**Problem to work on:**
Write out the line that contains "For every instance of the marble", then every following line to the end of the records below, with no other lines and no changes.

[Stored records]
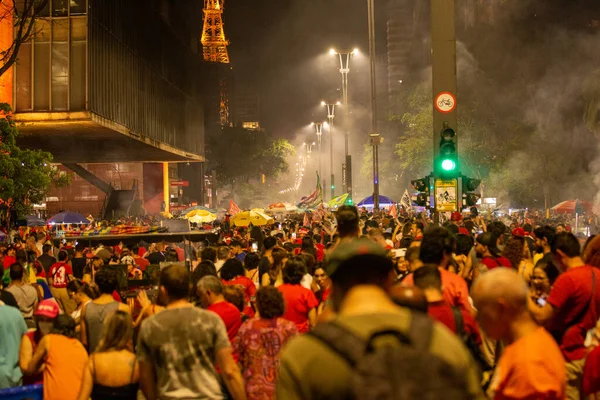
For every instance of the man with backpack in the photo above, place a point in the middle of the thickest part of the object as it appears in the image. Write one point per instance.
(374, 349)
(487, 249)
(531, 365)
(460, 322)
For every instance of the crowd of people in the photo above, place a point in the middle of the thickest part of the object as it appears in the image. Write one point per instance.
(357, 306)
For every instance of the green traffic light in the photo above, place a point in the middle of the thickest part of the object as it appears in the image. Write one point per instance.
(448, 165)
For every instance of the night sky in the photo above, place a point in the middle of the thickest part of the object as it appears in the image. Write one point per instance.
(281, 47)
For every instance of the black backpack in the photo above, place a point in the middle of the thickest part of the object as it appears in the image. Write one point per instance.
(468, 340)
(403, 371)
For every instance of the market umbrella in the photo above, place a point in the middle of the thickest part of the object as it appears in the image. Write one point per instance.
(34, 220)
(200, 216)
(383, 202)
(255, 218)
(166, 214)
(573, 206)
(68, 217)
(338, 201)
(202, 208)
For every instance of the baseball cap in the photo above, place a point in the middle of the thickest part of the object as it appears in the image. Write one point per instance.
(487, 239)
(351, 249)
(47, 308)
(463, 231)
(518, 232)
(456, 216)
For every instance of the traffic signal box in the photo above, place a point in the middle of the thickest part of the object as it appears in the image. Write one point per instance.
(446, 190)
(446, 165)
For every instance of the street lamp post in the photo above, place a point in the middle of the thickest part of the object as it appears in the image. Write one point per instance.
(375, 137)
(344, 57)
(330, 117)
(319, 129)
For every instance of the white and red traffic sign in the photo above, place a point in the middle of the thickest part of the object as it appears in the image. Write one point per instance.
(445, 102)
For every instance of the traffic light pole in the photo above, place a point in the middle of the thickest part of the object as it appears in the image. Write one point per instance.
(443, 58)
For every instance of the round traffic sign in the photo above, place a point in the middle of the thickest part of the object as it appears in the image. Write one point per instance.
(445, 102)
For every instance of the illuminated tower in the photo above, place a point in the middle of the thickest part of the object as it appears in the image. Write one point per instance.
(213, 40)
(214, 49)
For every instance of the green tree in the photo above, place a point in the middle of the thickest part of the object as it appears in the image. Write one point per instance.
(240, 155)
(26, 175)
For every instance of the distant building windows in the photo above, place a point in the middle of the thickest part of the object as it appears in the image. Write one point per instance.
(251, 125)
(51, 69)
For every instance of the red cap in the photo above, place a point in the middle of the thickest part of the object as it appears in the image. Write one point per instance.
(456, 216)
(47, 308)
(519, 232)
(463, 231)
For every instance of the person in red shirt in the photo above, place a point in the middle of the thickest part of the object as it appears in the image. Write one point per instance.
(210, 291)
(10, 257)
(572, 308)
(436, 250)
(318, 239)
(301, 303)
(233, 273)
(139, 260)
(531, 365)
(486, 248)
(60, 274)
(324, 284)
(429, 280)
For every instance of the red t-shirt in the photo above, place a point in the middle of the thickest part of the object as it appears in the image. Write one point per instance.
(455, 289)
(141, 262)
(569, 296)
(298, 302)
(320, 252)
(59, 273)
(180, 254)
(494, 262)
(442, 312)
(38, 378)
(230, 315)
(8, 261)
(249, 289)
(326, 294)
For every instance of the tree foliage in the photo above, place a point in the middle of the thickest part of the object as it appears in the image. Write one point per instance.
(26, 175)
(528, 105)
(240, 155)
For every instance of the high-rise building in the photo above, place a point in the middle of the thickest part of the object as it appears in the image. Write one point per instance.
(247, 107)
(111, 89)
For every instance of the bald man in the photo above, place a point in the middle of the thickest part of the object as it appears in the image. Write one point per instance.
(532, 365)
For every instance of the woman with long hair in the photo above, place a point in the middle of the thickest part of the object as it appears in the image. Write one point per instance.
(233, 274)
(301, 303)
(64, 359)
(112, 372)
(274, 276)
(251, 262)
(82, 293)
(517, 252)
(543, 277)
(44, 316)
(259, 342)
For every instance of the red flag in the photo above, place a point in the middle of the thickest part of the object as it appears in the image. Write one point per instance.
(233, 208)
(393, 211)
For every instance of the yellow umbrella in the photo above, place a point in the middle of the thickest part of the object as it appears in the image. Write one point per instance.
(166, 214)
(200, 216)
(255, 218)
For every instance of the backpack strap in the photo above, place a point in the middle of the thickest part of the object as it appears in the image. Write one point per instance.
(459, 323)
(339, 339)
(420, 331)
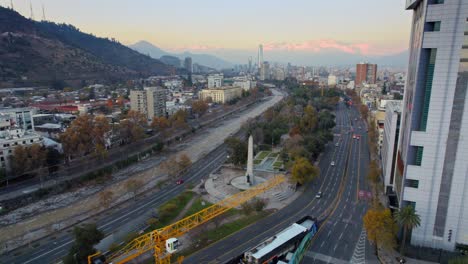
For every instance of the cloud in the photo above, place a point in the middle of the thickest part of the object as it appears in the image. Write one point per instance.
(330, 44)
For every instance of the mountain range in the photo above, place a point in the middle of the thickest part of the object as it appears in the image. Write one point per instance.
(208, 60)
(43, 53)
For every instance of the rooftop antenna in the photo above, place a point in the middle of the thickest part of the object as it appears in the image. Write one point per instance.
(30, 7)
(43, 13)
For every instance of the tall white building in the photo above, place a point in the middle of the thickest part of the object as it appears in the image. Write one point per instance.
(215, 80)
(151, 101)
(390, 141)
(432, 160)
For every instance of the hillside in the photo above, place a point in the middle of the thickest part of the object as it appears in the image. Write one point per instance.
(43, 52)
(202, 59)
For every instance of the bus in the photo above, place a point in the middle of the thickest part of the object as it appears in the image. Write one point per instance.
(287, 246)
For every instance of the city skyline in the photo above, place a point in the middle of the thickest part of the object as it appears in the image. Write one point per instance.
(185, 26)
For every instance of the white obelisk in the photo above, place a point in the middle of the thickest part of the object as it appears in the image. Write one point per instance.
(249, 174)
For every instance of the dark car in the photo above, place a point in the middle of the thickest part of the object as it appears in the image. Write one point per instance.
(179, 181)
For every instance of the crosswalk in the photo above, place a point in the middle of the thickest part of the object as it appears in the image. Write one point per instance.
(359, 254)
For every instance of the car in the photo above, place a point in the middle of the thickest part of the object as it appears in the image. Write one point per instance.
(179, 181)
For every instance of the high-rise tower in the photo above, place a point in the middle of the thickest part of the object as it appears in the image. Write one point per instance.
(260, 56)
(431, 171)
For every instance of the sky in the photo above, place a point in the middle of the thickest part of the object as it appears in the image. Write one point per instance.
(367, 27)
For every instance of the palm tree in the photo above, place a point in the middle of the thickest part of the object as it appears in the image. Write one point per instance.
(408, 219)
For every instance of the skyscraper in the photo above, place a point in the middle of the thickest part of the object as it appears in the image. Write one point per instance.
(260, 56)
(432, 160)
(188, 64)
(366, 73)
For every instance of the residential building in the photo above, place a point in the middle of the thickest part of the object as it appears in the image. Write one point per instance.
(390, 142)
(432, 159)
(215, 80)
(16, 128)
(366, 73)
(188, 64)
(221, 95)
(331, 80)
(151, 101)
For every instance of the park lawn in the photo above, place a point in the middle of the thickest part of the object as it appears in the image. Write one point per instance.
(213, 235)
(177, 203)
(262, 154)
(273, 155)
(197, 206)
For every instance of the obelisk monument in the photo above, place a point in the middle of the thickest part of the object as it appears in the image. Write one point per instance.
(249, 174)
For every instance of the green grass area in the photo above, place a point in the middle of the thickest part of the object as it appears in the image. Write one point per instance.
(273, 155)
(210, 236)
(197, 206)
(262, 154)
(169, 210)
(278, 164)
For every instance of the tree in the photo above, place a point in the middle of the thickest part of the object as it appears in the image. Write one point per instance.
(237, 150)
(408, 219)
(199, 107)
(380, 227)
(132, 128)
(179, 119)
(302, 171)
(85, 238)
(101, 127)
(133, 185)
(171, 167)
(309, 120)
(106, 197)
(160, 123)
(184, 162)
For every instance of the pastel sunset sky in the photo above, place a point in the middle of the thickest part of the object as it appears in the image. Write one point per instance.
(367, 27)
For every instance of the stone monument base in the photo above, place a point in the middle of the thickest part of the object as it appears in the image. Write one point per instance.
(241, 183)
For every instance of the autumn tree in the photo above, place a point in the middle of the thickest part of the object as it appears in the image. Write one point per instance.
(101, 127)
(237, 150)
(380, 228)
(309, 120)
(132, 128)
(179, 120)
(199, 107)
(171, 167)
(408, 219)
(303, 171)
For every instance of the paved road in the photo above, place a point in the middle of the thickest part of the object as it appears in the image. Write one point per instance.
(335, 184)
(123, 219)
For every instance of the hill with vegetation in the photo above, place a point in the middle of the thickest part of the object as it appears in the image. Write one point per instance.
(40, 53)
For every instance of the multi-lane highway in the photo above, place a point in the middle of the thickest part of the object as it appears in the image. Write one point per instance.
(338, 210)
(131, 219)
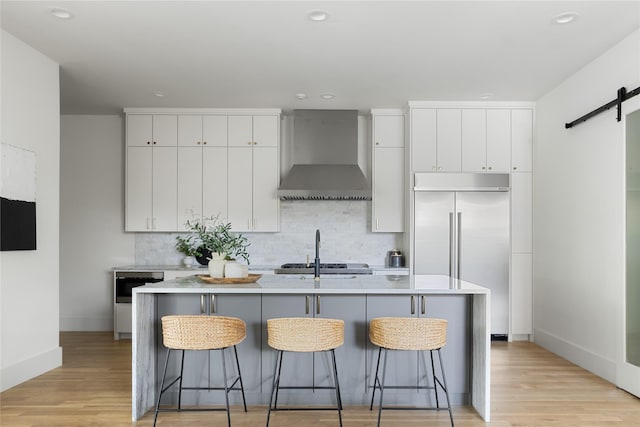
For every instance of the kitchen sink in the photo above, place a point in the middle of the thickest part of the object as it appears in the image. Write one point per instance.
(325, 268)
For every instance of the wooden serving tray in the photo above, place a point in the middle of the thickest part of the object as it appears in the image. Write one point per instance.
(252, 278)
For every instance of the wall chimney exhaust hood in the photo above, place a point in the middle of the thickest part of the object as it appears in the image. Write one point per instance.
(325, 158)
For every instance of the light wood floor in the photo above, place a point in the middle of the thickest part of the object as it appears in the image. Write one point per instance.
(531, 387)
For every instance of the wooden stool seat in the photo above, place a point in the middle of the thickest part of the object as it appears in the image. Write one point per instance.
(191, 332)
(409, 333)
(303, 334)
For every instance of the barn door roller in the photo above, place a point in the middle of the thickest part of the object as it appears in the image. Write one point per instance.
(623, 95)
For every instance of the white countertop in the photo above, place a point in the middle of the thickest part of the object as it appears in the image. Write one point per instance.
(330, 284)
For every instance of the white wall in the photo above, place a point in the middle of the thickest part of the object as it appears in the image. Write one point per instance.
(579, 212)
(92, 237)
(29, 285)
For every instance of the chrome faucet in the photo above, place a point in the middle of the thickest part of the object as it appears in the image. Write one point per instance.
(316, 262)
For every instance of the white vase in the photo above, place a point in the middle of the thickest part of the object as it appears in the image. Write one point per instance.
(216, 265)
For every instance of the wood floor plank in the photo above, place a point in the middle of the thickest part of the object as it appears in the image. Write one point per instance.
(530, 387)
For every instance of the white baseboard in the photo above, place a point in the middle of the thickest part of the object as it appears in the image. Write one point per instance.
(30, 368)
(582, 357)
(85, 324)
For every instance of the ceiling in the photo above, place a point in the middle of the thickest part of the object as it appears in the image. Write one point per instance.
(369, 54)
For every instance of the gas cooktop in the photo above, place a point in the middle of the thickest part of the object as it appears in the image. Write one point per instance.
(325, 268)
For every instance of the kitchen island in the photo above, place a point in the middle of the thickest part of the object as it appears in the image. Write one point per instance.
(356, 299)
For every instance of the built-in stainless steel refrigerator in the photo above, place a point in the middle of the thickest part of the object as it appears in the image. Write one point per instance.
(461, 230)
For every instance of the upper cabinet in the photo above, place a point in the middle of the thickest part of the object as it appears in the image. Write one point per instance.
(436, 139)
(387, 207)
(151, 173)
(521, 140)
(185, 166)
(202, 167)
(253, 173)
(471, 139)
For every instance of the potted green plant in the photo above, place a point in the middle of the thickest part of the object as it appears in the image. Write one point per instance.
(212, 238)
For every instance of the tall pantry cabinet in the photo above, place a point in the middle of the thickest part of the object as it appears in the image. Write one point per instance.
(482, 137)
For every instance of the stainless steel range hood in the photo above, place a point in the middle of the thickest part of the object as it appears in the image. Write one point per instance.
(325, 158)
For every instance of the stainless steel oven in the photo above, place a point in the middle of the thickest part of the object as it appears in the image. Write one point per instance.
(127, 280)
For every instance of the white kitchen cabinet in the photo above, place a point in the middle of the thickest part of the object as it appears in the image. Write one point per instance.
(388, 190)
(388, 130)
(189, 185)
(521, 295)
(261, 131)
(449, 140)
(521, 140)
(423, 139)
(387, 206)
(138, 192)
(253, 173)
(151, 183)
(486, 136)
(436, 139)
(266, 205)
(165, 189)
(202, 167)
(151, 189)
(214, 181)
(521, 212)
(474, 140)
(498, 140)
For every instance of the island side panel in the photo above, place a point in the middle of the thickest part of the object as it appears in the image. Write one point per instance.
(143, 355)
(481, 370)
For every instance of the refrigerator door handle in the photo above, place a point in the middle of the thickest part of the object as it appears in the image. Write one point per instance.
(450, 244)
(459, 246)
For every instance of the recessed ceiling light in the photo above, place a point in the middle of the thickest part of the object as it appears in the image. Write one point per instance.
(565, 18)
(61, 13)
(318, 15)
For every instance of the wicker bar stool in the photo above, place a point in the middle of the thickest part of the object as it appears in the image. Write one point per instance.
(409, 333)
(306, 335)
(201, 333)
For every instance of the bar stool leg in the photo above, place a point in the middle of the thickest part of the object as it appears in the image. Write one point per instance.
(276, 381)
(338, 397)
(226, 388)
(275, 403)
(164, 374)
(446, 388)
(433, 372)
(384, 371)
(244, 402)
(375, 379)
(180, 384)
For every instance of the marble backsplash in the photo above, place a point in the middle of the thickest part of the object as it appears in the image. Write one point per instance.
(345, 229)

**Solution to the problem:**
For every instance of the marble backsplash in the photo above, place a point in the middle of the thickest part of the object as it appears in the image. Write one point per instance.
(345, 229)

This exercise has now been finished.